▶ [Extract]
Allison Hardt: Bad Pharma is a book that I think was really helpful for me. I think it inspired just because it emphasizes the need for patient voices and patient representation in all forms of the process. One that we like to cite a lot on our team, which is not specific to the pharmaceutical industry or to this, the Hope in the Dark, by Rebecca Solnit, just in general, I find to be a good one to return to for staying inspired when things feel tricky.
Chris Noble: There was a book published this last year, this is kind of coming out of the COVID pandemic, but still lessons abound. It was by Emily Bass, it’s called How to Stop A Plague. And it’s coming out of the HIV/AIDS advocacy movement of Act Up and how people power resulted in the radical dropping of lifesaving HIV medication and using those similar lessons then to talk about COVID-19 and the advocacy around COVID-19 and what the next pandemic is going to call on all of us as everyday people to do to ensure that we have access to the life-saving medications that we need. So How To Stop A Plague, by Emily Bass, I would highly recommend.

▶ [Study questions]
A: In the book recommendations, set down the passage that opens with the words "Allison Hardt: Bad" and closes with "things feel tricky.".
B: Name every book title mentioned in the book recommendations.
C: Extend the book recommendations past their final sentence, keeping the same interview style.
The listing is drawn from a separate source.

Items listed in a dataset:
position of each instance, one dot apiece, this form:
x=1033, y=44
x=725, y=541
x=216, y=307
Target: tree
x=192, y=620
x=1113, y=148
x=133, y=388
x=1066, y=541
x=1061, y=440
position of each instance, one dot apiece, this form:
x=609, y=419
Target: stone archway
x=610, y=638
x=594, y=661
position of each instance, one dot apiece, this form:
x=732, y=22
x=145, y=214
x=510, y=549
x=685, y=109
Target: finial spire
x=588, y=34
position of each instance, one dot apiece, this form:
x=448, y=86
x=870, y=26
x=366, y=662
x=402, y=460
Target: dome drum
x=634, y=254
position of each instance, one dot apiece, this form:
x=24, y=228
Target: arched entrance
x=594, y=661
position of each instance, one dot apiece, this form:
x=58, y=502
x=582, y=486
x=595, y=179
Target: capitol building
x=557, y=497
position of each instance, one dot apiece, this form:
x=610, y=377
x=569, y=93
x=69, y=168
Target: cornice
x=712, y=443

▶ [Exercise responses]
A:
Allison Hardt: Bad Pharma is a book that I think was really helpful for me. I think it inspired just because it emphasizes the need for patient voices and patient representation in all forms of the process. One that we like to cite a lot on our team, which is not specific to the pharmaceutical industry or to this, the Hope in the Dark, by Rebecca Solnit, just in general, I find to be a good one to return to for staying inspired when things feel tricky.

B:
Bad Pharma
Hope in the Dark
How to Stop A Plague

C:
Luke Gannon: Wow, I am truly blown away with our guests today. Thank you so much, Chris and Allison, for telling your stories and for fighting for health justice for you, your families and communities across the nation. Stay tuned for the second half of this episode, where we circle all the way back to our very own Stacy Mitchell where she explains how pharmaceutical benefit managers are driving up drug prices and the importance of public options. Today I read the kindest person in the room is often the smartest, and I immediately thought of my fabulous co-host, Reggie Rucker. Throwing it to you, Reggie.
Reggie Rucker: Well, this episode’s already been really emotional and you’re over here hitting me right in the feels, Luke. But thank you, I really appreciate it. So I was going to say we’ve been lucky this season to have episodes full of really smart, really kind, really dedicated people to come on and share their stories with you all. But occurs to me it’s not luck, it’s people all coming together, rising to the moment to do what’s necessary for themselves, their families and their communities. And those type of people tend to gravitate toward each other, find each other, and build really beautiful things together. And I’ll say, I think that’s why you found us. I think that’s why you’re listening to this podcast, because you too are one of those really smart, really kind, really dedicated people looking to build something beautiful, and you feel seen here. We see you.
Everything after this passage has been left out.